* PROBLEM REQUIREMENTS:
Send back the entries below exactly as they appear.

■ ■ ■

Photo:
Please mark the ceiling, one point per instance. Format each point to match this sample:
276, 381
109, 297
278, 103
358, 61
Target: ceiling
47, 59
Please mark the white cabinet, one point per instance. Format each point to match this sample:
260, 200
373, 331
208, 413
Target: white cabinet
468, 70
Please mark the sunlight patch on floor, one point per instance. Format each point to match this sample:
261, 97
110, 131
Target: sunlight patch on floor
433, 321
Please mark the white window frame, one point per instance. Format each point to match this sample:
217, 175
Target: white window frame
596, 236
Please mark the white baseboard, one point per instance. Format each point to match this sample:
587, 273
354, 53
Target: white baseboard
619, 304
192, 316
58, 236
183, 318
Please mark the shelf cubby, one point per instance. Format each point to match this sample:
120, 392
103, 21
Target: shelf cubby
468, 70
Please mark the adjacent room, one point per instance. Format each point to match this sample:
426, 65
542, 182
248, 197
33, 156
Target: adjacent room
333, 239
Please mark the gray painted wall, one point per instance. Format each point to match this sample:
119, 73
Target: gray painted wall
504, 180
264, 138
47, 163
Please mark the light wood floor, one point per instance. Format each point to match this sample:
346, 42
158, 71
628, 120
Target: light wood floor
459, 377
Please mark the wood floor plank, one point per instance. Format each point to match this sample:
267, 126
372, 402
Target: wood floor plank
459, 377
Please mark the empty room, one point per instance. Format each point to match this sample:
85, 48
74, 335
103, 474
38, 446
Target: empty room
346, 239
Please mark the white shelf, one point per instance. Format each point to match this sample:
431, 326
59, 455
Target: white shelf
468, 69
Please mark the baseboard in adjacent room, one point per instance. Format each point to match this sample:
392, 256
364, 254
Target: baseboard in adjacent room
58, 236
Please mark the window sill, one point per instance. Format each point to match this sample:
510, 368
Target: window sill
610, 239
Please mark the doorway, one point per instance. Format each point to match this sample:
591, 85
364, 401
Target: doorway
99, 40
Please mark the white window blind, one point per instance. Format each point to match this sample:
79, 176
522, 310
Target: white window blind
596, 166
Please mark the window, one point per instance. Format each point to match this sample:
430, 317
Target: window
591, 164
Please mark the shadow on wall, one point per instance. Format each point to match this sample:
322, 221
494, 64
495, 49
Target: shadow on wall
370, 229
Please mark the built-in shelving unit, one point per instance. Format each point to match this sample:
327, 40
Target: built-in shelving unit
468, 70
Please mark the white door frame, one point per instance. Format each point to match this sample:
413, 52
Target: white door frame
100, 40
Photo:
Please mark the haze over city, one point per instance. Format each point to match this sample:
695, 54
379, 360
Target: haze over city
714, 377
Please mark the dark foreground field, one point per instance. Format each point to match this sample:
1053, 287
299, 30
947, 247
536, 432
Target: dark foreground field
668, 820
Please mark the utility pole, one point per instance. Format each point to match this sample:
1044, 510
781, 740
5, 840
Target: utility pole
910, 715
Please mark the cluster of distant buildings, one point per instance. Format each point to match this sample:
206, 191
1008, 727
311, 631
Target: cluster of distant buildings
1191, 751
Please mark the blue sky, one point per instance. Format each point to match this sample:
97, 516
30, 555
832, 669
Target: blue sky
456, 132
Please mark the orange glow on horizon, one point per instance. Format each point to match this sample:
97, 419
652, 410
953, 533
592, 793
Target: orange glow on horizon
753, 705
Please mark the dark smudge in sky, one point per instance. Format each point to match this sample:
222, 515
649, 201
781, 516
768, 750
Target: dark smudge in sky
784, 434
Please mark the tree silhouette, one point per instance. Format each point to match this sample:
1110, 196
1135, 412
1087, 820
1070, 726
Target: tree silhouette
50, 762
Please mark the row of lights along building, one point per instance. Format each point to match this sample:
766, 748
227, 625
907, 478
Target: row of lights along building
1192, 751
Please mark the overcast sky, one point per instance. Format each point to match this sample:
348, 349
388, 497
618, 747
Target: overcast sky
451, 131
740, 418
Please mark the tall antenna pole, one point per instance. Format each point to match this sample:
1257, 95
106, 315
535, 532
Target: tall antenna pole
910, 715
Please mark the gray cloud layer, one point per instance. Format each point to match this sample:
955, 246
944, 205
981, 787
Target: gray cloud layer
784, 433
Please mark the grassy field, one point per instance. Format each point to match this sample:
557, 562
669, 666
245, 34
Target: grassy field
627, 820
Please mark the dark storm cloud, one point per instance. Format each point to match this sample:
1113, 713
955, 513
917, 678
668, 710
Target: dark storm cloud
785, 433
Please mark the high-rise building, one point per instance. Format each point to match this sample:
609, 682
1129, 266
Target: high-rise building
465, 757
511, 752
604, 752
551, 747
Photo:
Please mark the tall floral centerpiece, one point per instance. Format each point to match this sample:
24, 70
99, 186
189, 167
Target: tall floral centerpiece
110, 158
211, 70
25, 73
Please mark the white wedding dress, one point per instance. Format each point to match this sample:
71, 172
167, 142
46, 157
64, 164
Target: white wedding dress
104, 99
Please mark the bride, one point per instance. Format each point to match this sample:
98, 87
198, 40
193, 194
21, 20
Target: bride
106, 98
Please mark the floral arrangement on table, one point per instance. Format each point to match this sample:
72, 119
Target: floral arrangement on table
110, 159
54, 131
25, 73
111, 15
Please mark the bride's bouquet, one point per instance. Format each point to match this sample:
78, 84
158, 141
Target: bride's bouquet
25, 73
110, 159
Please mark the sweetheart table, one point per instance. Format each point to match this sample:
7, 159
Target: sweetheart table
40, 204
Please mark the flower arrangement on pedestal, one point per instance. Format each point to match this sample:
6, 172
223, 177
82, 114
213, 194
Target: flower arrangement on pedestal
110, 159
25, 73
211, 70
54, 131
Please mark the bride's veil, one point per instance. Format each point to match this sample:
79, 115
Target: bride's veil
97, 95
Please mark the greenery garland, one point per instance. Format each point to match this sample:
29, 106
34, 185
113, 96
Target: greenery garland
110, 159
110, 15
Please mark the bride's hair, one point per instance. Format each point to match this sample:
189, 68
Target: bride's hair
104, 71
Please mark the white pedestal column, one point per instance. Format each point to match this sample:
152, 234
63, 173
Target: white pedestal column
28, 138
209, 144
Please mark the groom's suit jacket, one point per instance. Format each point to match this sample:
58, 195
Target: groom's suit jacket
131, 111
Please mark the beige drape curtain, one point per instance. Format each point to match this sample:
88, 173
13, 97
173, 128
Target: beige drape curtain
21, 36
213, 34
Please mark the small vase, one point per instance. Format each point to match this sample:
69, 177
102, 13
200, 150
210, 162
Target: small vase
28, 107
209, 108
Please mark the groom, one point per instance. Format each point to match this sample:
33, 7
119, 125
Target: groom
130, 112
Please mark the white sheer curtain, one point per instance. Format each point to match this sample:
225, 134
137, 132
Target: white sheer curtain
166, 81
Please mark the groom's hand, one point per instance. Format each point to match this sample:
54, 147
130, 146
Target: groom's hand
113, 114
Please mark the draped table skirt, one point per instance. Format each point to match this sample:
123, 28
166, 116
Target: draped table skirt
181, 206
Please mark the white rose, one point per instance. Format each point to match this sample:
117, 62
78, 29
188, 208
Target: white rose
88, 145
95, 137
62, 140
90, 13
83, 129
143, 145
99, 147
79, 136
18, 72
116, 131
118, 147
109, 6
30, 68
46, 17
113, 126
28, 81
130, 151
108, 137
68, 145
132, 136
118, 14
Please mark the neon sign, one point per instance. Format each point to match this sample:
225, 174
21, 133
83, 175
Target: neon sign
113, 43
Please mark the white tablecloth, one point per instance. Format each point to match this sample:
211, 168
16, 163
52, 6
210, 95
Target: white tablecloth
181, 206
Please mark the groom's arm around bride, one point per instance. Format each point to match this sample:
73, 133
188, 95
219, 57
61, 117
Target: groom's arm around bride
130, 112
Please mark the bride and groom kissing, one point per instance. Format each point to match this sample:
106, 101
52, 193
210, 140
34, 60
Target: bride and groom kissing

■ ■ ■

* RESULT OF THIS EXERCISE:
Photo:
Please mark the ceiling, one point per instance. Format each point to match this sample:
276, 381
109, 297
278, 103
358, 61
Target: ceiling
47, 59
Please mark the white cabinet, one point per instance. Format each point to match this sample:
260, 200
373, 331
208, 413
Target: white cabinet
468, 70
Please mark the sunlight patch on floor, one point per instance. Format each point to match this sample:
261, 97
110, 131
Target: sunlight patch on floor
433, 321
Please mark the white window frame, one point per instance. Format each point to match this sample:
217, 175
Target: white window frame
596, 236
Please mark the white baseboard, one point per instance. Format each point to match this sample:
587, 273
354, 53
Target: white baseboard
619, 304
192, 316
58, 236
183, 318
Please mark the shelf cubby, one point per instance. Format each point to match this sample:
120, 392
103, 21
Target: shelf cubby
468, 70
Please mark the adjacent room, one point per instance. Format each point to match this sample:
426, 65
542, 182
248, 197
33, 156
Target: adjacent room
333, 239
Please mark the gray painted wall, one point per instance. Format each point to match this sample:
119, 73
Target: gray painted wall
504, 180
264, 138
47, 163
Please mark the light wood floor, one point per instance. Format each point to match this sample:
346, 42
158, 71
628, 120
Target: light wood floor
459, 377
Please mark the wood floor plank, one point per instance. Format each point to match this sample:
267, 126
372, 402
Target: wood floor plank
459, 377
Please mark the empty room, one point per instance. Format each point to match this sample:
85, 48
74, 335
103, 474
38, 446
Target: empty room
346, 239
Please mark the white shelf, one point per instance. Format each point to match this sample:
431, 326
59, 455
Target: white shelf
468, 69
Please mark the baseboard in adjacent room, one point per instance. Format each point to match this sample:
392, 256
364, 254
Target: baseboard in adjacent room
58, 236
Please mark the window sill, one point per instance. Format each point to match this sample:
510, 368
Target: window sill
610, 239
Please mark the doorway, one point per instance. Format each point to match this sample:
591, 85
364, 401
Target: doorway
99, 40
Please mark the white window blind, one point per instance. Format each point to match this sample:
79, 176
522, 310
Target: white window blind
596, 166
Please mark the window, one point per instance. Format each point to match this sample:
430, 317
Target: window
591, 164
Please mark the shadow on wall, one point per instance. Format each point to match this sample:
322, 221
494, 64
495, 49
Target: shadow on wall
370, 229
Please mark the built-in shelving unit, one point per instance. Format each point to match this sample:
327, 40
Target: built-in shelving unit
468, 70
Please mark the white door frame, one point per instance. Format each point to match this sample:
413, 52
Target: white door frame
100, 40
Photo:
Please mark the haze over city, one point per instance. Format each point to match this sample:
695, 54
379, 360
Target: haze over city
714, 377
Please mark the dark foreground field, one point per instance. Format each point to match this sample:
1053, 287
299, 30
947, 247
536, 432
Target: dark foreground field
668, 820
Please mark the utility pole, one point per instance. Format each point to match this sample:
1044, 510
781, 740
5, 840
Target: utility pole
910, 715
Please mark the cluster of distant buildings, one point per instance. Format each point to match this sample:
206, 191
1008, 727
311, 631
Target: cluster of distant buildings
1191, 751
Please mark the blue sky, one point per instance. Format each point to match this sample:
97, 516
30, 555
832, 669
Target: blue sky
456, 132
Please mark the orange glow on horizon, one point per instance. Format each point to match this sample:
97, 419
652, 410
953, 533
592, 793
Target: orange glow on horizon
753, 705
Please mark the dark smudge in sky, one point per instance. Format each point to match this sample:
222, 515
649, 201
781, 516
768, 750
Target: dark smudge in sky
784, 434
Please mark the tree silhouette, one point per instance. Format each point to match this sample:
1110, 196
1135, 412
1087, 820
1070, 726
Target: tree silhouette
50, 762
Please mark the row of lights along building, one point per instance. Format each point to match this sample:
766, 748
227, 625
907, 478
Target: row of lights along building
1192, 751
Please mark the overcast sky, one point per instance. Format each point to match this sample:
348, 349
388, 497
618, 747
Target: overcast sky
451, 131
740, 418
Please mark the tall antenna pole, one point per instance. Format each point to match this sample:
1257, 95
106, 315
535, 532
Target: tall antenna pole
910, 715
Please mark the gray cloud layer, one point per instance. Format each point to match this sample:
955, 246
944, 205
981, 787
Target: gray cloud layer
784, 433
Please mark the grassy field, one point per instance. Format each point to match this sample:
557, 562
669, 666
245, 34
Target: grassy field
627, 820
Please mark the dark storm cloud, one point per instance. Format each point to match this sample:
1113, 713
955, 513
917, 678
668, 710
Target: dark storm cloud
785, 433
Please mark the high-rise building, one point per instance. Format each point to match this sample:
609, 682
1129, 266
Target: high-rise building
465, 757
511, 752
604, 752
551, 747
Photo:
Please mark the tall floral centerpiece, one point per instance. Format each point to match this sample:
24, 70
99, 186
189, 167
Target: tall floral centerpiece
110, 158
211, 70
25, 73
Please mark the white wedding dress, one point per instance. Format each point to match this sample:
71, 172
167, 142
46, 157
64, 164
Target: white wedding dress
104, 99
Please mark the bride, one point per instance. Format each point to match this sample:
98, 87
198, 40
193, 194
21, 20
Target: bride
106, 98
Please mark the floral arrangement on table, one point per instance. Format each point to match this sample:
72, 119
Target: floral arrangement on table
110, 159
54, 131
25, 73
111, 15
Please mark the bride's bouquet, one point per instance. Format each point to match this sample:
78, 84
158, 141
Target: bride's bouquet
25, 73
110, 159
Please mark the sweetheart table, one point per instance. Format each point to match this sample:
7, 159
Target: sweetheart table
40, 204
Please mark the flower arrangement on pedestal, one point per instance. Format each point to match this sample:
6, 172
223, 177
82, 114
213, 194
Target: flower arrangement on pedestal
110, 159
25, 73
211, 70
54, 131
Please mark the bride's veil, one point per instance. Format each point to match this sample:
79, 115
Target: bride's veil
97, 95
Please mark the greenery garland, one point per instance. Format each point to match this sample:
29, 106
34, 185
113, 96
Target: greenery garland
110, 159
110, 15
Please mark the bride's hair, one point per instance. Format each point to match this sample:
189, 68
Target: bride's hair
104, 71
Please mark the white pedestal column, one point per instance. Format each point to match this sample:
152, 234
63, 173
Target: white pedestal column
28, 138
209, 144
Please mark the groom's suit jacket, one point per instance. Format each point to match this sample:
58, 195
Target: groom's suit jacket
131, 111
Please mark the beige drape curtain, one point per instance. Format each point to match this sample:
88, 173
13, 97
173, 128
Target: beige drape curtain
21, 36
213, 34
Please mark the small vase, one point per instance. Format each point to match this sample:
69, 177
102, 13
200, 150
210, 162
Target: small vase
28, 107
209, 108
Please mark the groom, one point per instance. Format each point to match this sample:
33, 7
119, 125
Target: groom
130, 112
Please mark the white sheer curtain, one point per instance. Format each point to match this sample:
225, 134
137, 132
Target: white sheer curtain
166, 81
Please mark the groom's hand, one point per instance. Format each point to match this sample:
54, 147
130, 146
Target: groom's hand
113, 114
Please mark the draped table skirt, one point per instance. Format each point to match this sample:
123, 28
166, 116
Target: draped table skirt
181, 206
Please mark the white rose, one point per instance. Format each point to match this sample:
117, 62
78, 29
188, 208
Target: white rose
88, 145
95, 137
62, 140
90, 13
83, 129
143, 145
99, 147
79, 136
18, 72
116, 131
118, 147
109, 6
30, 68
46, 17
113, 126
28, 81
130, 151
108, 137
68, 145
132, 136
118, 14
Please mark the neon sign, one point per instance. Format each point to match this sample:
225, 174
21, 133
83, 175
Target: neon sign
113, 43
Please mark the white tablecloth, one point per instance. Format each point to match this sample:
211, 168
16, 163
52, 6
210, 95
Target: white tablecloth
181, 206
Please mark the groom's arm around bride, one point per instance. Format each point to match this sample:
73, 133
188, 95
219, 57
61, 117
Target: groom's arm around bride
130, 112
Please mark the bride and groom kissing, one point per instance. Format each point to match this sample:
106, 101
52, 193
210, 140
34, 60
Target: bride and groom kissing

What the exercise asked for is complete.